阅读材料 →
==========

薛欣欣后来在微信里告诉父亲:“我全部还清了,就7850元,我在(再)没留,我会注销掉,就再也不能用(了)。”她还发给薛守国一张显示“全部待还0元”的账单。
8月28日,薛欣欣分别转给父母1000元,说自己发了3500元(的实习工资),剩下的够花了。
与薛欣欣一起实习的一名同学却说,实习期间,薛欣欣找舍友借过500元。这个女生与宿舍其他3个人都不是一个班的,平常也不爱说话,有时会和男朋友出去玩,加之工厂的班次不一样,所以,对方离开宿舍后,她们并没有注意。领班来过一次,发现问题之后就报了警。“领班”指的是景煌劳务公司工作人员。
“如果是钱的问题,孩子说了我们一定会还的,犯不着把命耍上。”陈启雄难过地对记者说。
陈启雄的手机坏掉过,只保存了8月28日以后的聊天信息。很多次,他向儿子陈晓伟发起视频聊天请求,都没有得到应答。此后一个多月里,父子俩之间也全是“今天休息吗”“你多休息”“不要加班”“给我打个视频”这样的简单对话。
10月4日,他给儿子发了一段自己在建筑工地工作的视频,他的“狗娃”没有回复他。此后,杳无音信。10月9日,他给儿子留了一句“我想你(得)很”。
薛欣欣与薛守国的交流相对多一些。5月17日,她告诉父亲,“今天老师开班会讲现在已经要开始找工作实习了,今年就业也比较难,我现在也学到的知识不多,我想休学,下学期从(重)新读一年,然后找个好工作。”
薛守国告诉女儿:“你按学校的安排,该实习就实习,应聘工作,文凭拿上,到社会上实习,实践是最重要的。”“只要你走正道,努力奋斗,老爸不拖你们的后腿,死也瞑目了。”最终,薛欣欣回复,“那我就不休学了吗?”
20多天后,她还将自己的“毕业生自荐书”发给了薛守国。她写道,两年间,自己掌握了C语言、Python、数据库、网络安全等方面的专业知识,具有较强的动手能力。附录的毕业生基本情况登记表也显示,她在班级排名第16名,两门课程获得100分,并获得过普通话、英语等级证书,在助学金征文大赛中取得三等奖。班主任的推荐意见是“该同学在校期间乐观向上、积极上进、待人真诚”。

==========

任务说明 → 根据上方阅读材料,写出薛欣欣在“毕业生自荐书”中称自己掌握的所有专业知识方面。

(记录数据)
==========

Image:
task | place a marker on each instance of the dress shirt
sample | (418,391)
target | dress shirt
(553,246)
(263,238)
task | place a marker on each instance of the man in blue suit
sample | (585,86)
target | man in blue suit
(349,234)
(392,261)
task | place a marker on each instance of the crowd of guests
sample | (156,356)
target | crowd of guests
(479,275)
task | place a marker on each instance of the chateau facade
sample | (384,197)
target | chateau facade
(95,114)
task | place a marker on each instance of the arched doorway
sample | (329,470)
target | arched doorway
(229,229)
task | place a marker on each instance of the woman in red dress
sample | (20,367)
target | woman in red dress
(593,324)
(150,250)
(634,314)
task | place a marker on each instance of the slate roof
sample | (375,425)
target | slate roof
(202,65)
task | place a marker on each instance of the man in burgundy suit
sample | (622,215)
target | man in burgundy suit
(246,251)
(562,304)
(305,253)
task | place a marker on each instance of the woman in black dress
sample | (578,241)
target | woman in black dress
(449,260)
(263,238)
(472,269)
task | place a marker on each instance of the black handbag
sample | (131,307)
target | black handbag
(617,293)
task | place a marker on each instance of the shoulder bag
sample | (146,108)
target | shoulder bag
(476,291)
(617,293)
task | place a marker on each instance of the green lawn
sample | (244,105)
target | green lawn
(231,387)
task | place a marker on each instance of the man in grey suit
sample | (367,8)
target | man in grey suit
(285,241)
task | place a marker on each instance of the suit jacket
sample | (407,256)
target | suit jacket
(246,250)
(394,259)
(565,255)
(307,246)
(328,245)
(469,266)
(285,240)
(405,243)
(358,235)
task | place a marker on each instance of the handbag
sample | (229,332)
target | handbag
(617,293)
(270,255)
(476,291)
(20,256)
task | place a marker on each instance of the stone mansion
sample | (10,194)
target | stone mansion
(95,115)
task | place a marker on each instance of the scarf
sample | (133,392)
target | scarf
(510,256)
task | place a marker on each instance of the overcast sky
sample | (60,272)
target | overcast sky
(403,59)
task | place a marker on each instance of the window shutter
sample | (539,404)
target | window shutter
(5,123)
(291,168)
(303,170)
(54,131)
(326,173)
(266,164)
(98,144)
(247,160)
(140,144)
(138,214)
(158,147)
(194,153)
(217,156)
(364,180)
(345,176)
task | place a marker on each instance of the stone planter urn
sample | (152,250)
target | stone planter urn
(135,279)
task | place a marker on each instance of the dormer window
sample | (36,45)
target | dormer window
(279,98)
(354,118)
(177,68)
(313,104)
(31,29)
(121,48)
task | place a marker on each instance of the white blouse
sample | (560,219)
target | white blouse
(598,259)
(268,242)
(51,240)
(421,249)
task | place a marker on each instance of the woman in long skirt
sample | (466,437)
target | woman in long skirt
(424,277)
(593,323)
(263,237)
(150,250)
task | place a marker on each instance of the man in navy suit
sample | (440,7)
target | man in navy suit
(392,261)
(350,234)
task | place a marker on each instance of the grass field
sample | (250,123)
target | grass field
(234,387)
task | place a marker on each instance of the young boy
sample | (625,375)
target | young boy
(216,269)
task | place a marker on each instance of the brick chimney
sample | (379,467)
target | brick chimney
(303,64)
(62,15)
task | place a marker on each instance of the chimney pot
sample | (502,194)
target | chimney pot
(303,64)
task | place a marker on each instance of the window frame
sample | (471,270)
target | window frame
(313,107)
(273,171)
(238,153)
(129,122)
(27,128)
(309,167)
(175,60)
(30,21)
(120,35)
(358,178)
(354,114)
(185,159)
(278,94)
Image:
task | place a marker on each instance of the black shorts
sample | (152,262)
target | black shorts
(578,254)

==========

答题区 → C语言、Python、数据库、网络安全